## [Set problem]
Copy the lines verbatim, beginning with the line that contains "Point to the chalkboard" and continuing through the end of the data, and only those lines.

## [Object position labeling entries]
★ ★ ★
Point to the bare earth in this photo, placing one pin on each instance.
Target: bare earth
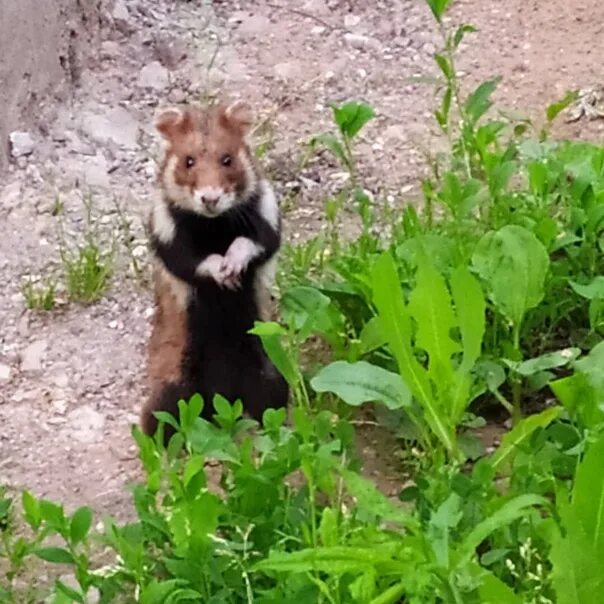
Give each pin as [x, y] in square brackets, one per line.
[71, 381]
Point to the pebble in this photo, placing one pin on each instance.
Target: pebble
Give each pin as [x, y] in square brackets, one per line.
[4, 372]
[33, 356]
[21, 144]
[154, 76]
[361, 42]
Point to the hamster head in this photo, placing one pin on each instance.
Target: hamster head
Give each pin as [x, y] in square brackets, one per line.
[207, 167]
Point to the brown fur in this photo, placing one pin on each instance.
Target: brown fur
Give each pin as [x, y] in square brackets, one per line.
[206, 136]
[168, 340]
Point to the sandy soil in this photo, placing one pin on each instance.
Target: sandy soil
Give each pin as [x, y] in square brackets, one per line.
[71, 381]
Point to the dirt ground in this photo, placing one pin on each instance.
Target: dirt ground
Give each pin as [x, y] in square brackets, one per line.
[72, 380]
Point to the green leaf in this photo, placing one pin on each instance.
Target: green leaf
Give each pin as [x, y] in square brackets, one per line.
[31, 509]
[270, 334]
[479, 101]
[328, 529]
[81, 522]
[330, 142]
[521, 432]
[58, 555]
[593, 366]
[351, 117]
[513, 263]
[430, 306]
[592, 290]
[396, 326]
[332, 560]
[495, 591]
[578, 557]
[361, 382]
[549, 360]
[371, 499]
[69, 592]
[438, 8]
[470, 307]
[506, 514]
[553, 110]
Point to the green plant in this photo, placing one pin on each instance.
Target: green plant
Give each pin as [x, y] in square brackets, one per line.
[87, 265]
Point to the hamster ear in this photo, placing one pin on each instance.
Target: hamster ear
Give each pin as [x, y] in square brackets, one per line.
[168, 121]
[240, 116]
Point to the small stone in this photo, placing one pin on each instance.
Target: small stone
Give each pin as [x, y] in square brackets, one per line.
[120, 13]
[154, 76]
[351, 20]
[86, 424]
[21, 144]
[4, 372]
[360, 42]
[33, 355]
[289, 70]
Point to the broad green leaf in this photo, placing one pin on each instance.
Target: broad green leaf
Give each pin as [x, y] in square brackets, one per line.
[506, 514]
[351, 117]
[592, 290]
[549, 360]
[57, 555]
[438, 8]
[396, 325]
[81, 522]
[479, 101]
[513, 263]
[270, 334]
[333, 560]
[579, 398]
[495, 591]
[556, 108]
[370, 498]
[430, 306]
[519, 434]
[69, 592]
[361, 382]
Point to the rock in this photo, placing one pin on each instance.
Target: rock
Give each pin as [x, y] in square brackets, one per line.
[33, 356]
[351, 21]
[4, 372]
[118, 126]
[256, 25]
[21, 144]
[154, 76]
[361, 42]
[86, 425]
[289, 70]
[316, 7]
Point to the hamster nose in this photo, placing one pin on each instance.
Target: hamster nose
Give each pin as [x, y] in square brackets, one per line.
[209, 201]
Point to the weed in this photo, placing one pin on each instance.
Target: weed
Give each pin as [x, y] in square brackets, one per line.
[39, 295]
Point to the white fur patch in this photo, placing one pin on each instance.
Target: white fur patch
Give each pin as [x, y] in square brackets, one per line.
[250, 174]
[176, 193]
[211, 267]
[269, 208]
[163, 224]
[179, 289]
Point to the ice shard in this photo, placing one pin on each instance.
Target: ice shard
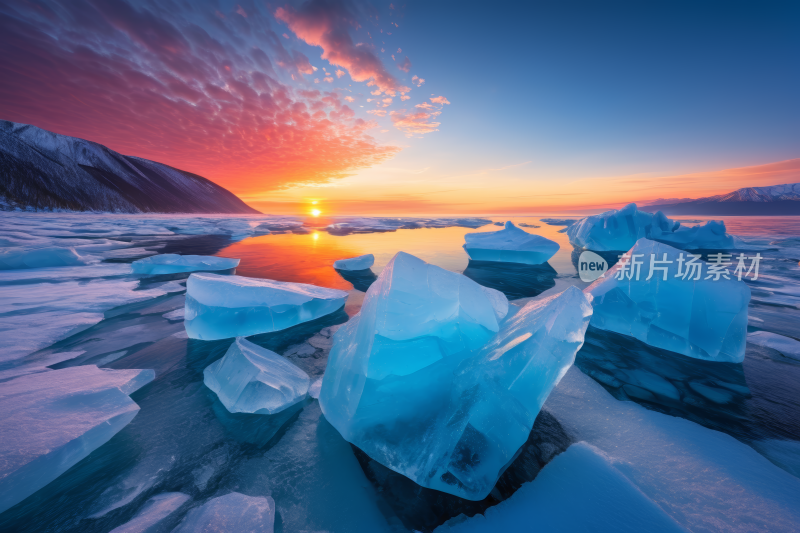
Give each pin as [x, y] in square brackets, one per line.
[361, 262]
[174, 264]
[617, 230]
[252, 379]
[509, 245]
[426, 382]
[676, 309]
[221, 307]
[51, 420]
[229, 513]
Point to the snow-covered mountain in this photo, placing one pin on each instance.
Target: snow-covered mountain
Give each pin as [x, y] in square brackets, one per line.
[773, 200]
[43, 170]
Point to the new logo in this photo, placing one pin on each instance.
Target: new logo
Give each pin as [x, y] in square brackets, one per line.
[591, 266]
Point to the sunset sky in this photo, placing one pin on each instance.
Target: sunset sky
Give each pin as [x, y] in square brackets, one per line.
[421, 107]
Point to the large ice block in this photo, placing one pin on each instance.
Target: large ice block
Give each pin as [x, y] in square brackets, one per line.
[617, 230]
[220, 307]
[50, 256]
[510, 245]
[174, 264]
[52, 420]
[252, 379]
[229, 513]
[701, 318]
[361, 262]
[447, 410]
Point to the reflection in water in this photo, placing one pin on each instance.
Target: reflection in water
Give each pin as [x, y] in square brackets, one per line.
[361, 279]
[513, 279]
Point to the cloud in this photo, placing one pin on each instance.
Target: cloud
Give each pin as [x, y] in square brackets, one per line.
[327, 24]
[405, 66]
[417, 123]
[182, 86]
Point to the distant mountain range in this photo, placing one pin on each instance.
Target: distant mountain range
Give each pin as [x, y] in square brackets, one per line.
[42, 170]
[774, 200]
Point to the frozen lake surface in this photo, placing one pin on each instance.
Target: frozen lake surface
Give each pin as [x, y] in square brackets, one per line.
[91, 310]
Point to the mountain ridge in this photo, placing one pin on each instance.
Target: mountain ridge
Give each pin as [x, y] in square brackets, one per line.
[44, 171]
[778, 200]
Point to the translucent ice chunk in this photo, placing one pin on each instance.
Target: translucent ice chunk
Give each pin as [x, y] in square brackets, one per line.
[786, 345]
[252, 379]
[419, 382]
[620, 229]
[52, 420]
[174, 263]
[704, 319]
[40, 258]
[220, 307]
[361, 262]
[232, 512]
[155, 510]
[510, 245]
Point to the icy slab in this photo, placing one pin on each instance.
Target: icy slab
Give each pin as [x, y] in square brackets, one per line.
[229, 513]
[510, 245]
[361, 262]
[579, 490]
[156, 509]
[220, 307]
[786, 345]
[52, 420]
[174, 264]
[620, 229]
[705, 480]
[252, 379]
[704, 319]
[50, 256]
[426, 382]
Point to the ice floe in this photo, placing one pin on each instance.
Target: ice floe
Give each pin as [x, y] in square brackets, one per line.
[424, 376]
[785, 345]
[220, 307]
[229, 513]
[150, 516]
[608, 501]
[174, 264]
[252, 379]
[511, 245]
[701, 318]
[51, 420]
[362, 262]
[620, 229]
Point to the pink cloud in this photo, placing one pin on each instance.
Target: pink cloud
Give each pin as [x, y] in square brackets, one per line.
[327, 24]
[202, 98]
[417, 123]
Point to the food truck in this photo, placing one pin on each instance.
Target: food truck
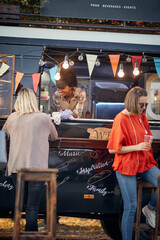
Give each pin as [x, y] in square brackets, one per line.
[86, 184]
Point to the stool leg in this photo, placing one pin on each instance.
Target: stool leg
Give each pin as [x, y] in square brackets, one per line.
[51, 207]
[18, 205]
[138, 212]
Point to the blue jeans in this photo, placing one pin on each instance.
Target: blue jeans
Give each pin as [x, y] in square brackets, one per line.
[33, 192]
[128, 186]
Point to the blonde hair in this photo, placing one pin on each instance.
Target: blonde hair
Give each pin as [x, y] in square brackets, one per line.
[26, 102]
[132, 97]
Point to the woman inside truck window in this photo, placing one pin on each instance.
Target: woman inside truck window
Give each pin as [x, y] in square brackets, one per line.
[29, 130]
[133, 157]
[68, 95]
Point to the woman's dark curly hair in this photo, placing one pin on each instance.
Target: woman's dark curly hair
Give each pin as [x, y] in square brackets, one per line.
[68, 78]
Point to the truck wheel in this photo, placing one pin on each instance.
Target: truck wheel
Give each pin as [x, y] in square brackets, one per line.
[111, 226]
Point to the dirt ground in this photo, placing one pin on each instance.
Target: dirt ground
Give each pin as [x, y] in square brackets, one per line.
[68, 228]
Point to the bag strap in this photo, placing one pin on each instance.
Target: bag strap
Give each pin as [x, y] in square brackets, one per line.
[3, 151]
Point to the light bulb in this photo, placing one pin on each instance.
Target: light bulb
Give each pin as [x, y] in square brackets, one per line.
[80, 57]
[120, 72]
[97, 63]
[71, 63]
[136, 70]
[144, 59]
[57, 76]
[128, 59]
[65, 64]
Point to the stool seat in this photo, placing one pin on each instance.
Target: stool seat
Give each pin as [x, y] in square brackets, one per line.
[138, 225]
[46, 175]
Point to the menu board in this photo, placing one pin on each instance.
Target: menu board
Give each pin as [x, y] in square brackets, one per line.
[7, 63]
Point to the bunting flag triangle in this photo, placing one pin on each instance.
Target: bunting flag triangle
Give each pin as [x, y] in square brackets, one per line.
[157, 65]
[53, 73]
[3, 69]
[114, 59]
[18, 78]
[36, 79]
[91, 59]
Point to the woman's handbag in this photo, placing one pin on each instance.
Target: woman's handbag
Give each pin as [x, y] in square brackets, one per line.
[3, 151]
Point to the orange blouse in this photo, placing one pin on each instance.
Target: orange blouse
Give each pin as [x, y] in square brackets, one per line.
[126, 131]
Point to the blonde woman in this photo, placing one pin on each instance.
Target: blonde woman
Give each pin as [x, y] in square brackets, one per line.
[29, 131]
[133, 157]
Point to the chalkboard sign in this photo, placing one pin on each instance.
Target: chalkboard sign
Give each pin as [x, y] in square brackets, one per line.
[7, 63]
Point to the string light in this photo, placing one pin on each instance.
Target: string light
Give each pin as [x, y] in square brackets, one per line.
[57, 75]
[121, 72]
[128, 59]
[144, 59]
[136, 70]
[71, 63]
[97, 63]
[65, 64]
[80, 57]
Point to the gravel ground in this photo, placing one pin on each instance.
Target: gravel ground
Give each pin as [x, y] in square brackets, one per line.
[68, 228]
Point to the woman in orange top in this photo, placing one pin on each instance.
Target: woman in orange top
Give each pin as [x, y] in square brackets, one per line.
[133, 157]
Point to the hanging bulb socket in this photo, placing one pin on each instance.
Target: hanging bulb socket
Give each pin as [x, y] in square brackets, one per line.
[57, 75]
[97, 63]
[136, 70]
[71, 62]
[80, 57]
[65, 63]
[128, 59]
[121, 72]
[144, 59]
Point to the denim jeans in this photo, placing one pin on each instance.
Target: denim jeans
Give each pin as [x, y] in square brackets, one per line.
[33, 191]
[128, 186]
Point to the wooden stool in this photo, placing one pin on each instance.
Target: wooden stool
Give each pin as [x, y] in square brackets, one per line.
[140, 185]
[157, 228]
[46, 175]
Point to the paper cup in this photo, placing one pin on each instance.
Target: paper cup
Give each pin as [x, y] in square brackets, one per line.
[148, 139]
★ ★ ★
## [The completed task]
Point to the chalkboard sign in this photo, placing one pin on each instance.
Target: chalkboard sign
Give each pin as [x, y] in square brackets, one per line.
[7, 63]
Point to the string light in this photo, placing one pin on each instance.
Target: string light
Give each pin as [x, y] in square brackets, one per line.
[57, 75]
[121, 72]
[128, 59]
[144, 59]
[136, 70]
[71, 63]
[97, 63]
[65, 64]
[80, 57]
Point to the gravel ground in this photo, placing one pin on each instance.
Target: gravel ground
Give each pin as [x, y] in square brackets, one per line.
[68, 228]
Point to the woman in orange top in this photo, placing one pin on each instance.
Target: woman in orange top
Give each pin as [x, y] in square brackets, one per line.
[133, 157]
Point to the hanging bulb socket in this photo, placing one pin on each instance.
Target: hanging bulb socket
Give each pin as [x, y] in square brackets, one per line.
[57, 75]
[97, 63]
[136, 70]
[71, 62]
[80, 57]
[65, 63]
[128, 59]
[121, 72]
[144, 59]
Point to the denim jeans in this photo, placing one pin on each instance.
Target: denim jeans
Give each pin as [x, y] in square brackets, one per line.
[33, 191]
[128, 186]
Point to the wooden stool in this photo, placing one pin on each instance.
Target: wooden stool
Give each pin as [x, y] in square brackets, one per line.
[140, 185]
[157, 228]
[46, 175]
Point to the paper cup in this photo, placing one pin on each instance.
Target: paper cup
Give each pin as [x, y] in square brackets, one per line.
[148, 139]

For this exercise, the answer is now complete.